** Opening Page excerpt block **

Counting Down 'til Daddy

Month: June, 2011

Houston

Houston
January 11, 2011
2:28 a.m.

Preparation for my son’s birth actually started before I knew I was pregnant. I had been given an episiotomy when Madeline was born and suffered a fourth degree laceration. Everything had healed well, but I was concerned what it might mean for my next birth. I raised this issue with my midwife at my six week follow-up appointment and was told that the American College of Obstetricians and Gynecologists actually advises providers to counsel patients on electing to have a c-section rather than risk another major tear and potential incontinence. A c-section seemed like a radical step to take to avoid tearing, so I pretty much dismissed that as an option. I vowed to do my research before I had another baby.

The midwife brought up my “fourth degree” at my first prenatal appointment for my son. She asked how big my daughter had been and was shocked that she was only 6 lbs., 7 oz. and I still had an episiotomy. I was assured that one would not have been done if it hadn’t been necessary, so there must have been a good reason. I was counseled on the c-section option, but told her that I really was not interested in electing major surgery to avoid a tear that very well may not happen.

I heard about the c-section option and risks of another fourth degree tear at almost every prenatal appointment during my pregnancy. Only one of the midwives came right out and told me that she definitely agreed with my decision. I think they all thought I was doing the right thing, but only one really vocalized it. I did some light internet research and read through some message boards where women had posted a similar question and shared stories of serious tears or episiotomies with one pregnancy and how they handled the risk going forward. Almost every person who posted her story proceeded with subsequent vaginal births and relied on pushing positions and techniques intended to avoid tearing. A large majority had only a minor tear with subsequent pregnancies or no tearing at all. The most important piece of advice for protecting the perineum was to avoid bearing down and attempting to really force the baby out. It was a much better option to really let your body do most of the work and not try to rush the process. “Spontaneous pushing” combined with position really seemed to lead to the best outcomes. Water births were also recommended. I had wanted to avoid bearing down and holding my breath during pushing with my first child, but when the time came I was so anxious to be a really active participant and so ready to push her out that I was forcing it. I was determined to really let my body do what is was made to do and let nature take its course.

** Closing Page excerpt block **

§ What is being asked
Pick up the birth story about preparing for a son's delivery after a fourth-degree tear, continuing from the decision to let nature take its course. The rows that come next are unrelated material, apart from the birth story.

** Opening Information block **

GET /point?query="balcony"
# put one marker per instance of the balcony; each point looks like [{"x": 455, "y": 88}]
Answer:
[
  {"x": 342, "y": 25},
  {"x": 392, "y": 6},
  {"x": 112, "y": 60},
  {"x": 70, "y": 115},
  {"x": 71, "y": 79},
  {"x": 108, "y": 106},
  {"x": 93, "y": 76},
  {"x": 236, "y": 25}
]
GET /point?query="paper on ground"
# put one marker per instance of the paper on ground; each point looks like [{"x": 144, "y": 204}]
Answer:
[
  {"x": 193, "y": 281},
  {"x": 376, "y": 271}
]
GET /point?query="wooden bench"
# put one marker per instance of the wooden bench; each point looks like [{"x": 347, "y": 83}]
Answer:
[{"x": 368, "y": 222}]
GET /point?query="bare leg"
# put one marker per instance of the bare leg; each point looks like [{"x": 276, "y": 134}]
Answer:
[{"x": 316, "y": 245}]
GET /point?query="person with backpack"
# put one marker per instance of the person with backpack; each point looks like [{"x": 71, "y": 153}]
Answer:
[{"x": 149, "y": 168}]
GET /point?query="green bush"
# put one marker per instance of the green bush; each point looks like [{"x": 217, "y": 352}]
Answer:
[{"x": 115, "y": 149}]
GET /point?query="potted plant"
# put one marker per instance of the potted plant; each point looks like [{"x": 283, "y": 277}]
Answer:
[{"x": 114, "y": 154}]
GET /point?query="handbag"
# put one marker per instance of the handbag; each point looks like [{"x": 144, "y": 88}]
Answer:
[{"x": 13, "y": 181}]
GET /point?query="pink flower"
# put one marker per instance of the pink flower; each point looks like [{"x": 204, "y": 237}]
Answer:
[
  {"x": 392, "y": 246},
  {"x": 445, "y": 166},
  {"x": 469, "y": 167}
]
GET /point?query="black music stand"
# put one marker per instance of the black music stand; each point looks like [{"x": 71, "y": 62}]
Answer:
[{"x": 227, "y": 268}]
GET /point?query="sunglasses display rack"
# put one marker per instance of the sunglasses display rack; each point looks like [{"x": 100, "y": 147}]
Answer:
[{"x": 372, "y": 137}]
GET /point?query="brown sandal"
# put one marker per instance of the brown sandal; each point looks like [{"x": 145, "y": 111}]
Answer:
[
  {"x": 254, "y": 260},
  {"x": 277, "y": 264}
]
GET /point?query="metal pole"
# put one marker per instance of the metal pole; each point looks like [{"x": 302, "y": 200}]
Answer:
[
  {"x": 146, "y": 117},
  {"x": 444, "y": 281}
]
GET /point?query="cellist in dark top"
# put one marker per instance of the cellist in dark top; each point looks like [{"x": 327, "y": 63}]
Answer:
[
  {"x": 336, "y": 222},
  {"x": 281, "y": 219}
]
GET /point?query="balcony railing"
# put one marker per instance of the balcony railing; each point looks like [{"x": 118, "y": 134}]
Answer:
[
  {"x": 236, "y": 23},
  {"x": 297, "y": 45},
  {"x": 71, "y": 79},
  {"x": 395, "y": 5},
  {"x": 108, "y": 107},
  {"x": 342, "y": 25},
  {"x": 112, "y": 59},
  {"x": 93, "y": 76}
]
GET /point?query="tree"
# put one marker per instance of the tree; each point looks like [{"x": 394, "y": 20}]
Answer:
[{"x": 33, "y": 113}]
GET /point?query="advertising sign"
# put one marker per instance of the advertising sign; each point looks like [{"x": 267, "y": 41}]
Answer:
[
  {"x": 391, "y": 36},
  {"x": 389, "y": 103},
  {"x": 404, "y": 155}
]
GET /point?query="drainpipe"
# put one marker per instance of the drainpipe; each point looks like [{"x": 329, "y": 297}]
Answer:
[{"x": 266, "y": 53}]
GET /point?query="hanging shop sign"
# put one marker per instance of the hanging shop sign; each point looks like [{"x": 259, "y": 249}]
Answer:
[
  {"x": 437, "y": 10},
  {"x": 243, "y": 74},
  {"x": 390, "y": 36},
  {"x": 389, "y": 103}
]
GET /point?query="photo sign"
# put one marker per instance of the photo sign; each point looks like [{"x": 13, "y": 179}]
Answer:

** Closing Information block **

§ Response to the task
I read some of the same books that I read with my first pregnancy and watched The Business of Being Born three times. I found another documentary with a similar theme and took one big thing away from it: for many women, birth is a very solitary process. There can be too many cooks in the kitchen and for many women they have an easier and more satisfying labor when they are left alone to listen to their bodies and “go with the flow.” This really stuck with me because there was a slight chance that I was going to be somewhat alone for this birth. My husband was in Afghanistan and would not be able to come home. My mom was arriving about five days before my due date, but the baby might come before then. I had people here ready to help, but in the worst case scenario I would need someone to drive me to the hospital and then stay with Madeline. In the unlikely event only one person was available, I was going to go it alone, without a close friend or family member to support me.

Luckily my son did not decide to arrive until after my mom got to town. The day my labor started I actually had an appointment for a fluid check and non-stress test. According to one midwife I had seen I was consistently “measuring small,” and despite a growth check a few weeks earlier that was normal, she was still concerned. I was only measuring three weeks small, and according to my research three weeks small or three weeks large was nothing to worry about. This midwife stressed me out a little bit because I knew I was small and was constantly being told how small I was. Until she sent me for the growth check I attributed my size to the fact that I make smaller babies and I’m tall so the baby had more space to spread out. So, on a Monday morning in January I drove to the hospital to make sure everything looked okay. I started having some contractions before I left, but nothing regular. When I arrived for my appointment I had one contraction that definitely got my attention. I actually had to wait it out in the car before going in. The fluid check and non-stress test were fine and the contractions were still coming but very irregular. I went home and took a two hour nap that afternoon. Little did I know I was resting up for the big event.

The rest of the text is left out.